* **ÉNONCÉ 1**: D'après l'extrait ci-dessous, à quelle date a eu lieu l'incursion qui a débouché sur le massacre de quelques centaines de combattants de la Swapo ?

* **EXTRAIT DU DOCUMENT**:
Mais le mouvement nationaliste namibien est respectueusement tenu à l’écart de ces négociations entre Angolais, Sud-Africains, Cubains, Soviétiques et Américains. Sam Nujoma – comme d’ailleurs l’Angolais Jonas Savimbi, leader de l’Unita – montre un certain agacement, qui se traduit pas des propos que même ses amis de la Swapo jugeront peu sérieux.
Manque de maturité politique
L’appui sans conditions de l’ONU fera perdre à la Swapo beaucoup de son ardeur du début des années 1960. D’où, peut-être, cette passivité que certains ont cru déceler ces derniers temps chez Nujoma. Même sur le terrain militaire, les incursions des PLAN ne sont pas restées mémorables. À part peut-être celle, malheureuse, du 1er avril 1989, qui a débouché sur le massacre de quelques centaines de combattants de la Swapo. C’était le premier grand acte politique du mouvement de Sam Nujoma depuis de longues années. Beaucoup n’y auront vu qu’une preuve supplémentaire du manque de maturité politique de la direction de la Swapo. Cela a, en tout cas, bien failli compromettre définitivement le processus d’indépendance.
Quand, enfin, il a moins douté de la sincérité des Sud-Africains à vouloir décoloniser la Namibie, Nujoma a adopté un discours modéré qui a désorienté nombre de ses compatriotes, particulièrement les Blancs. Il a donné des gages aux uns et aux autres, renoncé presque entièrement au marxisme. Au fil des mois, le discours a fini par rassurer les Namibiens.

* **DONNÉES À TRAITER**:
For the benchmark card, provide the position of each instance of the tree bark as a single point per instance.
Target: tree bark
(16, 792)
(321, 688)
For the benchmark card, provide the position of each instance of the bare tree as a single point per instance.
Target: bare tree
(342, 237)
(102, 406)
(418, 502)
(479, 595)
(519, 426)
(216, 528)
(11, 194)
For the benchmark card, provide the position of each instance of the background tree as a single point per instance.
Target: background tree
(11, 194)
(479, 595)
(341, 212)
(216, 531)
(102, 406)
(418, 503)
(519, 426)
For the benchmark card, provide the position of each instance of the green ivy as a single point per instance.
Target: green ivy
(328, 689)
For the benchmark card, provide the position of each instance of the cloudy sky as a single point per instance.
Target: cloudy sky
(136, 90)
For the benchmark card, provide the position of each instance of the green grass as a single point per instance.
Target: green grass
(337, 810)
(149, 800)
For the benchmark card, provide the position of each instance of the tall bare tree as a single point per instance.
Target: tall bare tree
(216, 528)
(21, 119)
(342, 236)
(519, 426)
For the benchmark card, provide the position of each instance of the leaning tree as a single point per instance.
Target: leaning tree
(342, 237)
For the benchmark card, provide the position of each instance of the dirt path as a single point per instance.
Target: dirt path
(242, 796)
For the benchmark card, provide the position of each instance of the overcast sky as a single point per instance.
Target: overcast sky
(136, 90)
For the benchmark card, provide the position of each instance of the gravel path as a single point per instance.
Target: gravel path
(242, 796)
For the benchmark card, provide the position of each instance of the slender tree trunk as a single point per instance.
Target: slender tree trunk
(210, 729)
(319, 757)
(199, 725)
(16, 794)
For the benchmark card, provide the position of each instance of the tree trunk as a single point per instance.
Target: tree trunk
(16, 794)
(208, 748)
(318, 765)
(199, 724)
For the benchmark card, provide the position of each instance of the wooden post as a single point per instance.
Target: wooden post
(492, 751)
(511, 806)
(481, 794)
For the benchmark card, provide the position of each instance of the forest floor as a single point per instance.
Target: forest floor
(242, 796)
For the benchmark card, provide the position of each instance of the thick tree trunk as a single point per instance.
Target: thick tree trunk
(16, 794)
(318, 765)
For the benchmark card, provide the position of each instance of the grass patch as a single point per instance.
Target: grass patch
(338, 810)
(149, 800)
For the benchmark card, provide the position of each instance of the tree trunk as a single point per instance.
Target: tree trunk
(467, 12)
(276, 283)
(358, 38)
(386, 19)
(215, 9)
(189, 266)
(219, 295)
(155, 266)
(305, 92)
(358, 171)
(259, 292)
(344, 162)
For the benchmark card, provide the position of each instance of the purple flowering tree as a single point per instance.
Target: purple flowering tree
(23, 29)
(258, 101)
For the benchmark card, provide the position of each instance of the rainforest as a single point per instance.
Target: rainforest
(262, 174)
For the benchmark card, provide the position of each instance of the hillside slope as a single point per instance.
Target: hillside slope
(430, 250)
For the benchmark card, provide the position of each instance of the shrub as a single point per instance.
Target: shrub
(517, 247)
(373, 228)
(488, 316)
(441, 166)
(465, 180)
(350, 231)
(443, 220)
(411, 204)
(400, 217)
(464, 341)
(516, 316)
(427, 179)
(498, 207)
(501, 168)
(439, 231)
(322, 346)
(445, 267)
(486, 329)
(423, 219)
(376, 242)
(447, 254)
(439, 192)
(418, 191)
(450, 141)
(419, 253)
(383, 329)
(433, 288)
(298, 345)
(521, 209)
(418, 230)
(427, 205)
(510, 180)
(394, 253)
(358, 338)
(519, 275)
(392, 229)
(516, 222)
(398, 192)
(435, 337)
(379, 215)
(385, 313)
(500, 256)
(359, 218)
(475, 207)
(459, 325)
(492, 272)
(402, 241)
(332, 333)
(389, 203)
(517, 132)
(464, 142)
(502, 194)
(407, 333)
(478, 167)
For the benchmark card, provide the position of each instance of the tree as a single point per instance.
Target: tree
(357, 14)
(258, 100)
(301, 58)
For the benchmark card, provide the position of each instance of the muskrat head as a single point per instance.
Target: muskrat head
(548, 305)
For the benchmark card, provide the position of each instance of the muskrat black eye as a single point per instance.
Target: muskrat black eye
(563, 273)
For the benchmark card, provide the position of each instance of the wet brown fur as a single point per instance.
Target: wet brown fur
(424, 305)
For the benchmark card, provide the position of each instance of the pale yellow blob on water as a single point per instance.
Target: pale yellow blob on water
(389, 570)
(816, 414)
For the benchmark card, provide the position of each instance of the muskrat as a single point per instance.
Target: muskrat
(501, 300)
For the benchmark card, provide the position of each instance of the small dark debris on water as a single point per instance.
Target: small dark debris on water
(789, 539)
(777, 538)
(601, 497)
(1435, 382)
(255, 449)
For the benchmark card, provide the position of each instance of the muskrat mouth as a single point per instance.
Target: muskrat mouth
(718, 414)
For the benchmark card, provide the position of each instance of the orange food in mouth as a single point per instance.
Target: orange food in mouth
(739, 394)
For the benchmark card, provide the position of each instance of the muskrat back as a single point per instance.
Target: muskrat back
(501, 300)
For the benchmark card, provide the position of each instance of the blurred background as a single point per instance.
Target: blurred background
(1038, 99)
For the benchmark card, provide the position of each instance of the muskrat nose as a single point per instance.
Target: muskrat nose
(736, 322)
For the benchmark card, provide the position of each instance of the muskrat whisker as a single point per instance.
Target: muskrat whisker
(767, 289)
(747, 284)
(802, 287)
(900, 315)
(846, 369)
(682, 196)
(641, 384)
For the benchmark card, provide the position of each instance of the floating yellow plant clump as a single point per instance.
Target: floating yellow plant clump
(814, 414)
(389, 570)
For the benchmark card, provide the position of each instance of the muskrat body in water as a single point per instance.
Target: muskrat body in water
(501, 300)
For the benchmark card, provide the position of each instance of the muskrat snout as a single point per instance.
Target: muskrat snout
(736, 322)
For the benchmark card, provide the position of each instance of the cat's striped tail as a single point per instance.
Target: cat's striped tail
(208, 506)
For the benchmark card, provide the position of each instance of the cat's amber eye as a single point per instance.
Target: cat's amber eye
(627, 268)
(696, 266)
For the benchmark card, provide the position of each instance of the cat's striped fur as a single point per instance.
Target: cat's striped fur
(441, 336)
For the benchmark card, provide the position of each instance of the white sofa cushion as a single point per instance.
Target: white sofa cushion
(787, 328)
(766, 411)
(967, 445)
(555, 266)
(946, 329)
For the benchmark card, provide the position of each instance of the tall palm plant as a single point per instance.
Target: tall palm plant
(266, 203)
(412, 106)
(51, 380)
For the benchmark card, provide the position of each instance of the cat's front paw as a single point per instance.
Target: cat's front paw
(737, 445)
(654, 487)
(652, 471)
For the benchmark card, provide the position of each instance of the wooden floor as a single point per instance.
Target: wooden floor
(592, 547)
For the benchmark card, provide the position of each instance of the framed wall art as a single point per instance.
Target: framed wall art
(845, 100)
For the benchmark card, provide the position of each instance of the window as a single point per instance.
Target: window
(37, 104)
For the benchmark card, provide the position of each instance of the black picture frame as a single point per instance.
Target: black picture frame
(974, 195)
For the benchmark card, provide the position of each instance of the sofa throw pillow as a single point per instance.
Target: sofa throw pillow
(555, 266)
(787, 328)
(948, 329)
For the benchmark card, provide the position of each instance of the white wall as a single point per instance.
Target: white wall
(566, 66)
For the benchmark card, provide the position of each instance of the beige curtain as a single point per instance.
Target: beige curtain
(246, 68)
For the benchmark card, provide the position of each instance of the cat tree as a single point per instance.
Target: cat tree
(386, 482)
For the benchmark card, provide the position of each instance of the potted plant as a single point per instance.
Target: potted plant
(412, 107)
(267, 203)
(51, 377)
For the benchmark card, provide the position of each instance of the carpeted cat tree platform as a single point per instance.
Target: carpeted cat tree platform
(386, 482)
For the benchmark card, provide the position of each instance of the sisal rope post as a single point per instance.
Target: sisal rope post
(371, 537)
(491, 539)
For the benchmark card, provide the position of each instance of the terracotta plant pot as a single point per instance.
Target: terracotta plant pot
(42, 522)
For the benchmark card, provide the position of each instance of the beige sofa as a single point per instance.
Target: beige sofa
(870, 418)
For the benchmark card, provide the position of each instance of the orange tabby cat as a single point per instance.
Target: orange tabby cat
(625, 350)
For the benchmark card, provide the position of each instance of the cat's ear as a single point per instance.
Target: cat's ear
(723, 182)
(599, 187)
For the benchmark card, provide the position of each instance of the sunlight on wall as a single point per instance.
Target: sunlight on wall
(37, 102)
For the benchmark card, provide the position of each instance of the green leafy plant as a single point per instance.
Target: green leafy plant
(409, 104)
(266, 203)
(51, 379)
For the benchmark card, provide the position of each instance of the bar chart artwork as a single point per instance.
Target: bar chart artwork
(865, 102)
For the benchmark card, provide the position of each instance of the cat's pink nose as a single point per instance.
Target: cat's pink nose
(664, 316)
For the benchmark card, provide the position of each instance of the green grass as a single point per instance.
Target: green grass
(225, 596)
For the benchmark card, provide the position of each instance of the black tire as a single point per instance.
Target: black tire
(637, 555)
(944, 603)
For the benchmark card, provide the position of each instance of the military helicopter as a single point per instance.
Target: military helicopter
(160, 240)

* **ÉNONCÉ 2**: Rassemblez, en les recopiant, toutes les lignes qui contiennent la chaîne « framed ».

* **RÉPONSE ATTENDUE 1**: Le 1er avril 1989.

* **RÉPONSE ATTENDUE 2**:
For the benchmark card, provide the position of each instance of the framed wall art as a single point per instance.
Target: framed wall art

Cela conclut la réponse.